[Extrait du texte]:
════════════════════

Un réalisme esthétisant

L'importance du Dit du Genji est d'avoir renouvelé le genre romanesque, jusqu'alors généralement limité à des récits assez courts. Par ses descriptions psychologiques de la cour, il constitue le premier roman réaliste de son temps. Le monogatari est un terme désignant à la fois des contes brefs et des recueils beaucoup plus longs, comme Le Dit du Genji justement, qui rassemble près de deux mille pages. Il sera l'objet, dès l'ère Kamakura (1185 ou 1192), d'un grand nombre d'exégèses, de commentaires prolongés par les lettrés et les érudits des ères suivantes, notamment sous les Tokugawa, entre 1616 et 1868. Ce travail s'avéra, avec le temps, de plus en plus indispensable, la langue orale évoluant en se détachant considérablement de celle du texte.

Si les caractères masculins correspondent, généralement, aux archétypes en vigueur dans la société aristocratique du Japon médiéval, en revanche ceux des femmes échappent à ce stéréotype et forment ainsi une galerie de portraits d'une grande variété. Peut-être est-ce dû à la personnalité féminine de l'auteur, Murasaki Shikibu, qui appartenait à la famille des Fujiwara, et était mariée à un homme de vingt ans son aîné. À la mort de celui-ci, elle rentra au service de l'impératrice Akiko et la suivit lorsqu'elle entra en religion. Rien de surprenant, donc, à ce que son œuvre porte la trace de cette éducation extrêmement raffinée, privilégiant l'étude des lettres chinoises et japonaises.

Si le roman a connu une telle notoriété, il le doit davantage à l'atmosphère qu'il évoque avec subtilité qu'à l'intrigue qu'il développe. L'amour reste le thème dominant du récit, sous toutes ses formes, des plus heureuses aux plus malheureuses, toutes étant prises dans le jeu du destin et du hasard. Murasaki Shikibu fut peu appréciée en Europe, où on la qualifia de « Scudéry japonaise », en référence à Madame de Scudéry (1607-1701), auteur de romans précieux. Il fallut attendre que la culture du Japon soit mieux connue et l'époque décrite, celle de l'apogée des Fujiwara, plus familière, pour que l'on reconnaisse enfin tout le talent de l'écrivain.

Le roman présente une caractéristique particulière. Évoquant le milieu de la cour impériale et la recherche permanente du beau, dans une quête poétique incessante, Murasaki Shikibu parvient à faire œuvre de réalisme. Les personnages sont ainsi enfermés dans le monde restreint des plaisirs les plus raffinés, sans que cet hédonisme revendiqué et ce refus de la réalité crue et vulgaire débouchent sur le néant. L'esthétique devient une voie d'accès privilégiée à l'essence des choses. Le raffinement n'est pas ici une façade dissimulant mal l'inconsistance des êtres, mais un art de vie, un art d'aimer destiné à triompher de l'impermanence.

════════════════════

[Consignes à suivre]: Dans l'extrait sur le Dit du Genji, quel surnom a-t-on donné en Europe à Murasaki Shikibu ?

[Matériel fourni]:
════════════════════

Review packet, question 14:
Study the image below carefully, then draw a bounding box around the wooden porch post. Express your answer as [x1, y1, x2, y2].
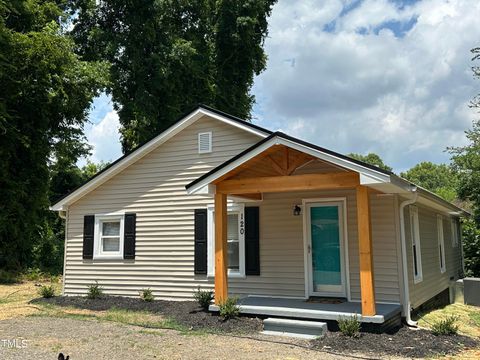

════════════════════

[Résultat]: « Scudéry japonaise », en référence à Madame de Scudéry.